_Passage given_
— start —

The idea that our dreams are somehow prophetic, or at the very least suggestive of our mental peculiarities has fascinated our collective unconscious, since, let’s say, cro-magnon-man, who upon waking one morning realized that “all matter is merely energy condensed to a slow vibration — that we are all one consciousness experiencing itself subjectively. There is no such thing as death; life is only a dream, and we are the imagination of ourselves…”*
He went on to beat his wife senseless with a club before leaving town for Los Angeles where he hoped to star in parts one, two, three, and seven of the soon-to-be-infamous Chain of Gorgon series.
Last night I dreamt that I was running from a parade of machete-wielding sociopaths whose plan for world domination relied upon the acquisition of a pine box which they would submerge into the depths of the ocean carrying their Commander.
The other part of the story involved a hybrid of Austin Scarlett (look it up, I’m too ashamed to provide the hyperlink) and Matt Smith (No, I have NOT begun season two yet, please don’t spoil anything for me), who, as a man of action was required to swim across a nondescript room whereupon he was sucked into the bathroom by a magnetic or vacuum force of some kind in order to close a portal to another dimension. He returned a moment later in frustration, opened the door to the adjacent room, and flushed the toilet. Here, I was ashamed, knowing the tiny turd flowing down the stream was mine (Why did I not flush!) and that somehow this had irrevocably ruined his master plan.
The night before Donald Trump offered me a mortgage at the competitive rate of 8%.
I guess what I am trying to say is this: we have so little time here, and most of it is spent horizontal. And that while it would be great to make some sense out of the third of our lives we spend in symbolic nonsense, most of us have a hard time justifying the research. I generally do my investigation while in “down dog,” which yogis would likely frown upon (if I legitimately try and clear my mind, by the way, all I can do is think about death and eternity, so fuck off).

— end —

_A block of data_
— start —

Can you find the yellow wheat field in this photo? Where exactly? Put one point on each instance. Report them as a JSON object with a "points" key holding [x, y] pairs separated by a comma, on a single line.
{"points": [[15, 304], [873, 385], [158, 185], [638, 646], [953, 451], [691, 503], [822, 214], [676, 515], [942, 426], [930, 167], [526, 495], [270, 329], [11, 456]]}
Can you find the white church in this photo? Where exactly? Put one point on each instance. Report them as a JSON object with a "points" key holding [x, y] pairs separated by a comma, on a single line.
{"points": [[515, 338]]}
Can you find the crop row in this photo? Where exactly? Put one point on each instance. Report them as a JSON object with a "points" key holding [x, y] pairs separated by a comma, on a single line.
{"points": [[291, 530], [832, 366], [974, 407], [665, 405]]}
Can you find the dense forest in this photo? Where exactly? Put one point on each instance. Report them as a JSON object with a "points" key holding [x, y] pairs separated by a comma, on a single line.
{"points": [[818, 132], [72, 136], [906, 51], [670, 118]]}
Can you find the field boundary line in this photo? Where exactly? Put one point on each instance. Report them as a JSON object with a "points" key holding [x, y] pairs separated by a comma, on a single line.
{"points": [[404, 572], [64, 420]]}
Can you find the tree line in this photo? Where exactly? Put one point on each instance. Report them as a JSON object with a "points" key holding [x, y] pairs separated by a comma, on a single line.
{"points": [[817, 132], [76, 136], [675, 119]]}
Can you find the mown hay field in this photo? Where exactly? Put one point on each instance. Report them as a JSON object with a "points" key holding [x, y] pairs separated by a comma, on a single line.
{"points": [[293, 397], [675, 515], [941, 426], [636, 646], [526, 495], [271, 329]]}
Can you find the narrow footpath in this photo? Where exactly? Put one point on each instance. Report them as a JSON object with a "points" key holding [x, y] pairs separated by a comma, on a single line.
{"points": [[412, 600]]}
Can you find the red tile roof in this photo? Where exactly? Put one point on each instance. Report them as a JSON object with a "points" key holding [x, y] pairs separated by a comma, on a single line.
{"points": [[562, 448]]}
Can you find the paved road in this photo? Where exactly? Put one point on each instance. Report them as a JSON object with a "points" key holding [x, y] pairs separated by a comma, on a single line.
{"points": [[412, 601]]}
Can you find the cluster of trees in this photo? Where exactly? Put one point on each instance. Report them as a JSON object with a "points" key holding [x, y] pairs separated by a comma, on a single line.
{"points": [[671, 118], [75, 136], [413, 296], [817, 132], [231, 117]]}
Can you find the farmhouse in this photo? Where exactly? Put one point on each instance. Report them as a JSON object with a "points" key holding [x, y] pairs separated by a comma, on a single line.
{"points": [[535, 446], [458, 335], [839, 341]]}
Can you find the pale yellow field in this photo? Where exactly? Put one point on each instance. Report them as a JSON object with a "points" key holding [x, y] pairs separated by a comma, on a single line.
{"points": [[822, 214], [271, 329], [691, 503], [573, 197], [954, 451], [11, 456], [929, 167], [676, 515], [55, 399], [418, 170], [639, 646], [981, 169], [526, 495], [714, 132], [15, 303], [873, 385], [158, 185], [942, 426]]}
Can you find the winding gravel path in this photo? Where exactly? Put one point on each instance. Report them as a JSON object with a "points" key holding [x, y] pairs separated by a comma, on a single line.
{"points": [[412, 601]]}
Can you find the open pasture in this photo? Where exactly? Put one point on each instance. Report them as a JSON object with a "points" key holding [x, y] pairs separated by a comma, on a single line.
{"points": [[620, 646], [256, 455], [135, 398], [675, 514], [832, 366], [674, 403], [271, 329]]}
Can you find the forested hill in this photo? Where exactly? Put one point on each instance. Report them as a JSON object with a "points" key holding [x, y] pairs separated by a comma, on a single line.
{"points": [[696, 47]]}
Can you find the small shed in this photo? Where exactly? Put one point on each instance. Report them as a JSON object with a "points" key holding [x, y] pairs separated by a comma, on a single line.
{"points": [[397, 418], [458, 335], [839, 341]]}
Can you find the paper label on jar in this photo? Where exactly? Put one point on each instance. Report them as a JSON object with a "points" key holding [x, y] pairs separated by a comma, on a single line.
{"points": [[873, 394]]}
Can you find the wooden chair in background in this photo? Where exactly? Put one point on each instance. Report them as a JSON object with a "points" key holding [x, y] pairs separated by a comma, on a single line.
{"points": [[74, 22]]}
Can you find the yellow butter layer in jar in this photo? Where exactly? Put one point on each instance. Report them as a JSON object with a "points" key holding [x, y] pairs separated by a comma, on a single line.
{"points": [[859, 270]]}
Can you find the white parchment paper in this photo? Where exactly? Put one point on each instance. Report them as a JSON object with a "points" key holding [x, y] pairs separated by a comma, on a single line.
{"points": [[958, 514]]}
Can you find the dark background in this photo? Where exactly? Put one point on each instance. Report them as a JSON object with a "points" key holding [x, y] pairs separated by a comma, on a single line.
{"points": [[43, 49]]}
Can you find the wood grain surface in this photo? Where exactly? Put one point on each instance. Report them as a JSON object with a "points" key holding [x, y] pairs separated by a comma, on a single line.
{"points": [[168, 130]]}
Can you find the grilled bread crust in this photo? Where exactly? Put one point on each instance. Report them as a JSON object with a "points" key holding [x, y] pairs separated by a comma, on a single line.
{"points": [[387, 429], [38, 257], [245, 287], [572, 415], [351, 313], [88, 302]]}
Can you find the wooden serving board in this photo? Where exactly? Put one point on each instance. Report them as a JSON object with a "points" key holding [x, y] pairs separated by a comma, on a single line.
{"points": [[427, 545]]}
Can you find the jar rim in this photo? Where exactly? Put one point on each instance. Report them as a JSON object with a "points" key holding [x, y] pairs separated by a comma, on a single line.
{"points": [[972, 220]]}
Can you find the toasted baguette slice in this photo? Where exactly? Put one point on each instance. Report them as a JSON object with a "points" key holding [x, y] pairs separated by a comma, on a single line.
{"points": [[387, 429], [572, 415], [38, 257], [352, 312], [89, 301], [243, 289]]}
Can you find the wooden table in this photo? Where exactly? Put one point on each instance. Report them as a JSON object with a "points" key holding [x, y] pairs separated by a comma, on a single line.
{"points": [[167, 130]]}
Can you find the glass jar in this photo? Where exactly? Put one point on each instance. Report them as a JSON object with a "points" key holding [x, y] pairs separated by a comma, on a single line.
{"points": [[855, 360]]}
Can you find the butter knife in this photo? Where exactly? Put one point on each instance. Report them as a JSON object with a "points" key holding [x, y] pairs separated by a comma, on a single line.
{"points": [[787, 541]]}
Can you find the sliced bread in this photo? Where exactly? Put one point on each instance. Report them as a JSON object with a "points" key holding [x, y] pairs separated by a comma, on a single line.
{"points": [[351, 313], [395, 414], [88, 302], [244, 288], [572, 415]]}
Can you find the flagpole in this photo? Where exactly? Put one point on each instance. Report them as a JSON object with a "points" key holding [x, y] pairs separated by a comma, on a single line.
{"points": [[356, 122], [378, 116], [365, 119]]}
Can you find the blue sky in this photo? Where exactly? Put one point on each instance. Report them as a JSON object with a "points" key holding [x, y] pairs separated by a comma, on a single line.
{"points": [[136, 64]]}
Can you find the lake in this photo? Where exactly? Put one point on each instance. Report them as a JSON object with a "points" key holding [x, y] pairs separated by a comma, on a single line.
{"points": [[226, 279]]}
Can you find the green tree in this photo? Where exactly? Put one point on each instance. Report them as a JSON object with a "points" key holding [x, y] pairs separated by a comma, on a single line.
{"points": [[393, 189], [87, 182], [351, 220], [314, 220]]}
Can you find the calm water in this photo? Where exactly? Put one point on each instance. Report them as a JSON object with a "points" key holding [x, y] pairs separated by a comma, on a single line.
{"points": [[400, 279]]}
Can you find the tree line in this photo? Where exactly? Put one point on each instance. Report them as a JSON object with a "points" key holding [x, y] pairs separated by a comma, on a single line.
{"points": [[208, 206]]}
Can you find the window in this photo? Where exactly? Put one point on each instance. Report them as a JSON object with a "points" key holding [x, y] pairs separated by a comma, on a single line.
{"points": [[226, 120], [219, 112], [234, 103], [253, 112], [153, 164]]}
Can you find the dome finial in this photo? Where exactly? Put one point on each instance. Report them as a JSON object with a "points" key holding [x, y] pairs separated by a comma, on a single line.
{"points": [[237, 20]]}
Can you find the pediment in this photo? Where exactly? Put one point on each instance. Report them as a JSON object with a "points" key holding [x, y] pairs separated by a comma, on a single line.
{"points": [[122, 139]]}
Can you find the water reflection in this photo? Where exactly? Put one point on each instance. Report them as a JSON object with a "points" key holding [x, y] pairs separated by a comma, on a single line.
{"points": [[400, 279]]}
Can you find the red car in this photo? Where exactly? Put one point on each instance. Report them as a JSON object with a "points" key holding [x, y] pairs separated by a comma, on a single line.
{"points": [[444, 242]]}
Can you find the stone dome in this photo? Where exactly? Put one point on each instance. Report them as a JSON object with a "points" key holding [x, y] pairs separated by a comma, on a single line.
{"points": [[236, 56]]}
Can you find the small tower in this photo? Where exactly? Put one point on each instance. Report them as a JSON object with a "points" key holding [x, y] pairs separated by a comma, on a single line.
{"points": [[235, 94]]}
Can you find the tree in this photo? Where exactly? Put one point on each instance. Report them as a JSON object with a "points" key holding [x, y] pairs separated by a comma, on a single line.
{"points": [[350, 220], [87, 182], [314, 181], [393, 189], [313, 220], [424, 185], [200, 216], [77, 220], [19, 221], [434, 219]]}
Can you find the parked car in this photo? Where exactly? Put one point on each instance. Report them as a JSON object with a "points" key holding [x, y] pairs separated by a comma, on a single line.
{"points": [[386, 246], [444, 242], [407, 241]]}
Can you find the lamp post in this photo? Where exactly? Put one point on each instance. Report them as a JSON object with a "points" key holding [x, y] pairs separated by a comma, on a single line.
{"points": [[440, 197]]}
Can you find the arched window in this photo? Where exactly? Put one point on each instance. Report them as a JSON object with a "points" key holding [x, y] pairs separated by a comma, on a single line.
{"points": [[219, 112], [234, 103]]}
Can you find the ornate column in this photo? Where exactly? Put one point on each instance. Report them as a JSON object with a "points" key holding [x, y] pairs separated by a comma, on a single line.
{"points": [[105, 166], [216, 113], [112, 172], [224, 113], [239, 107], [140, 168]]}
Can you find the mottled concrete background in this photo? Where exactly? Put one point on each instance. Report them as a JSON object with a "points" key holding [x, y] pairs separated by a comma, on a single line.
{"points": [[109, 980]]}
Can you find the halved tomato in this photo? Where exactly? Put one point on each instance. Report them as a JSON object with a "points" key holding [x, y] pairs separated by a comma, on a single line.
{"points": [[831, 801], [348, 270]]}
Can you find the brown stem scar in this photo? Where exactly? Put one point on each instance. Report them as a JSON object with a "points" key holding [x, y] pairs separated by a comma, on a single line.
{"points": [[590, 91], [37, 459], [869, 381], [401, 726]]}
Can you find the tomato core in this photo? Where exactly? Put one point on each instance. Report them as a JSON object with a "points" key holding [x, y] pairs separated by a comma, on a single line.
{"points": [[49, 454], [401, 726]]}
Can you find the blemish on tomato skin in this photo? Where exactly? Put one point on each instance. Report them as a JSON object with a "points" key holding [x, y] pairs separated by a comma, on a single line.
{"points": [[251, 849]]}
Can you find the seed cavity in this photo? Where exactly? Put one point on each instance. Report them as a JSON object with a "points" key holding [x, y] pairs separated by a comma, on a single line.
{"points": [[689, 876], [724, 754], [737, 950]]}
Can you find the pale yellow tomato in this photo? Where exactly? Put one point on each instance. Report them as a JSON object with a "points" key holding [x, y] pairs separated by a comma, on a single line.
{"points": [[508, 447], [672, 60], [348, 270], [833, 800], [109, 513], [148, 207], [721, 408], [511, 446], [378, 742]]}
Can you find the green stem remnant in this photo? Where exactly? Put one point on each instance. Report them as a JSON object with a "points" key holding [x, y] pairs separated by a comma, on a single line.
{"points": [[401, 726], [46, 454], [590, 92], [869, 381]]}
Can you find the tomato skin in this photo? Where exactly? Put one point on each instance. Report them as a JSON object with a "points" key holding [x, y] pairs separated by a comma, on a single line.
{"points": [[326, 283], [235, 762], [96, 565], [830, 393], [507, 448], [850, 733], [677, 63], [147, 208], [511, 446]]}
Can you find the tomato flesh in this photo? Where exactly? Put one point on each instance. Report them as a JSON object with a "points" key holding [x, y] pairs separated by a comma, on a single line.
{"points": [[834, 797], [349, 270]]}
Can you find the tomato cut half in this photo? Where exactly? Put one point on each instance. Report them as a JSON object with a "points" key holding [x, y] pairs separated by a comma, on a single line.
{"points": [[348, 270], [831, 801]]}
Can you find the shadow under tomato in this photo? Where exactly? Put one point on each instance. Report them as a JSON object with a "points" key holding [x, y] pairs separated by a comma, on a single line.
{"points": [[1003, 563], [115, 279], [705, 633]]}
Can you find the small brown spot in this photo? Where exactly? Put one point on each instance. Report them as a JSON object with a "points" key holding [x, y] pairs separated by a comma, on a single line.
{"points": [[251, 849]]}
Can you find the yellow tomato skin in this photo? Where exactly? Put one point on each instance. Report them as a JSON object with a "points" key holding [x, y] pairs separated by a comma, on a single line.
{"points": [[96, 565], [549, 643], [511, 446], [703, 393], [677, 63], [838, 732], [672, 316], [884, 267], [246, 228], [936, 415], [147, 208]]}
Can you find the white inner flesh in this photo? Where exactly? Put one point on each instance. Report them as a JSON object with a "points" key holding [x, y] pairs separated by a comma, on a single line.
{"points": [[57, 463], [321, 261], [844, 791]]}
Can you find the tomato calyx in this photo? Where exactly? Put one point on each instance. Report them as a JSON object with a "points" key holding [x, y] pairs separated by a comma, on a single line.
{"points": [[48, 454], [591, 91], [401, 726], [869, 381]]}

— end —

_Objective_
Return the part of the piece on dreams above that begins at "The idea that" and stops after "carrying their Commander.", copied word for word.

_Written answer_
The idea that our dreams are somehow prophetic, or at the very least suggestive of our mental peculiarities has fascinated our collective unconscious, since, let’s say, cro-magnon-man, who upon waking one morning realized that “all matter is merely energy condensed to a slow vibration — that we are all one consciousness experiencing itself subjectively. There is no such thing as death; life is only a dream, and we are the imagination of ourselves…”*
He went on to beat his wife senseless with a club before leaving town for Los Angeles where he hoped to star in parts one, two, three, and seven of the soon-to-be-infamous Chain of Gorgon series.
Last night I dreamt that I was running from a parade of machete-wielding sociopaths whose plan for world domination relied upon the acquisition of a pine box which they would submerge into the depths of the ocean carrying their Commander.